AIM OF THE EXERCISE: Print each of the entries exactly, leaving nothing out.

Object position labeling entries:
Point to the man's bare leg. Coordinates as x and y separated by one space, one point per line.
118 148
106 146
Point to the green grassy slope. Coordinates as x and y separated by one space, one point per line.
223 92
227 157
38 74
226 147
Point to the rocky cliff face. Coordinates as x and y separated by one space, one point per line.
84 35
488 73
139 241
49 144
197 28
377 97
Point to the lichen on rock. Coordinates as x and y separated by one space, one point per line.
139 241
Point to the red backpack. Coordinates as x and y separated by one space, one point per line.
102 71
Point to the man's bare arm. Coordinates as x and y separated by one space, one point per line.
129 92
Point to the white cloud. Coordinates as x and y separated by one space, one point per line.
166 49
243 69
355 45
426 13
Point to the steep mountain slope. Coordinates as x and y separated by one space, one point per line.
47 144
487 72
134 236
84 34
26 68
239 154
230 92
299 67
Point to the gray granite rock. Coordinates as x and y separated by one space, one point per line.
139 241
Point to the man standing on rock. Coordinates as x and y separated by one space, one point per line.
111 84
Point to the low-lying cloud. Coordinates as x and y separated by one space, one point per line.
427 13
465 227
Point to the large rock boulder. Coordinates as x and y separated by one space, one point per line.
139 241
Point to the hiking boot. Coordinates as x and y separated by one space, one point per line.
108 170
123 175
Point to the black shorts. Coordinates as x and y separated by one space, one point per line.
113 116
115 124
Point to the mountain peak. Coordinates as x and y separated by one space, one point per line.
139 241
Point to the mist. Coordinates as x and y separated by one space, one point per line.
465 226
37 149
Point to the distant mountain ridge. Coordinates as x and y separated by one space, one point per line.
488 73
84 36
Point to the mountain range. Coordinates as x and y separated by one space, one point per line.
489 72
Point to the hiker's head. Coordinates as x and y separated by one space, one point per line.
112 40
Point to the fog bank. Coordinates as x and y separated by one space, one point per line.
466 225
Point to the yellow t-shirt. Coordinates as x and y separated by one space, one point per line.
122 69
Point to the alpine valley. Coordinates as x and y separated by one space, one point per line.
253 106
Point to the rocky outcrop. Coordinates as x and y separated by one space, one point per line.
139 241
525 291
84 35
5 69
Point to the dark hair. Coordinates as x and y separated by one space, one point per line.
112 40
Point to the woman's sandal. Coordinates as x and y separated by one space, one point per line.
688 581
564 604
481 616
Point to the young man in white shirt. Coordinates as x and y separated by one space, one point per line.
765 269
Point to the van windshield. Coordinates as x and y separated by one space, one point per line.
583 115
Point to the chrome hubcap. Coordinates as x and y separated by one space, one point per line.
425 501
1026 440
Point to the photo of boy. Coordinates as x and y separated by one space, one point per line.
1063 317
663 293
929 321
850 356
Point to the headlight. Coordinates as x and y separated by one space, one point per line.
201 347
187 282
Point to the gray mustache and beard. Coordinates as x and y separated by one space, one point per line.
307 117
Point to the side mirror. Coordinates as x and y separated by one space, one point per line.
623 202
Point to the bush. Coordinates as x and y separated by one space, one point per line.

EXERCISE OUTPUT:
Point to the man's bare leg. Coordinates as x and y separated by one space, one point per line.
118 148
106 146
Point to the green grassy slope. Coordinates as x and y separated by one space, one point per line.
223 92
227 157
38 74
226 147
Point to the rocky cliff face. Coordinates as x and y separated by one space, one point per line.
84 35
488 73
139 241
49 144
197 28
377 97
Point to the lichen on rock. Coordinates as x and y separated by one space, one point per line.
139 241
Point to the red backpack. Coordinates as x and y separated by one space, one point per line.
102 71
Point to the man's bare arm. Coordinates as x and y separated by one space, one point per line.
129 92
Point to the white cloud. Coordinates as x and y separated by one space, one point per line.
166 49
243 69
355 45
426 13
Point to the steep mountain slope. Coordinates as x and y separated by one space, one point per line.
47 144
487 72
134 236
84 34
26 68
239 154
230 92
299 67
Point to the gray granite rock. Coordinates as x and y separated by one space, one point per line.
139 241
Point to the man standing on rock. Coordinates as x and y separated by one space, one point per line.
111 84
Point to the low-lying cloud. Coordinates as x and y separated by one space, one point per line.
427 13
465 227
Point to the large rock boulder. Coordinates as x and y separated by one space, one point per line.
139 241
Point to the hiking boot. Coordinates as x and y separated by one space, one point per line.
108 170
123 175
Point to the black shorts. Coordinates as x and y separated by one space, one point per line.
113 116
115 124
Point to the mountain peak. Coordinates as x and y separated by one space, one point per line.
139 241
Point to the mist. Coordinates as x and y separated by one space, one point per line.
465 226
37 149
Point to the distant mountain ridge. Coordinates as x and y separated by one space, one point per line.
488 73
84 36
Point to the mountain range. Coordinates as x and y separated by one space, one point per line.
489 72
Point to the hiker's head. Coordinates as x and y separated by one space, one point per line.
112 40
Point to the fog bank. Coordinates as x and y separated by one space, one point per line.
466 225
Point to the yellow t-shirt. Coordinates as x and y separated by one space, one point per line.
122 69
Point to the alpine valley. Coordinates as x and y separated by one space, one point per line.
253 106
Point to the rocky outcrop. Coordinates as x and y separated by one space, one point per line.
139 241
525 291
84 35
5 69
Point to the dark hair. Coordinates as x and y separated by one space, one point per line.
112 40
Point to the woman's sandal. Coordinates as x and y separated by one space, one point per line.
688 581
564 604
481 616
Point to the young man in white shirt. Coordinates as x and y separated by one space, one point per line.
765 269
Point to the van windshield. Coordinates as x and y separated by one space, one point per line.
583 115
Point to the chrome hubcap. Coordinates as x and y separated by one space, one point per line.
425 501
1026 440
Point to the photo of boy. Coordinates as x and y separated by one space, one point per line.
1063 317
663 293
929 321
850 356
Point to the headlight. Coordinates as x and y separated by one space, one point per line.
201 347
187 282
Point to the gray mustache and beard. Coordinates as x and y separated by one space, one point per line.
307 117
Point to the side mirror. Coordinates as x and y separated by one space, one point per line.
623 202
Point to the bush. Coordinates as x and y separated by one space, one point per line.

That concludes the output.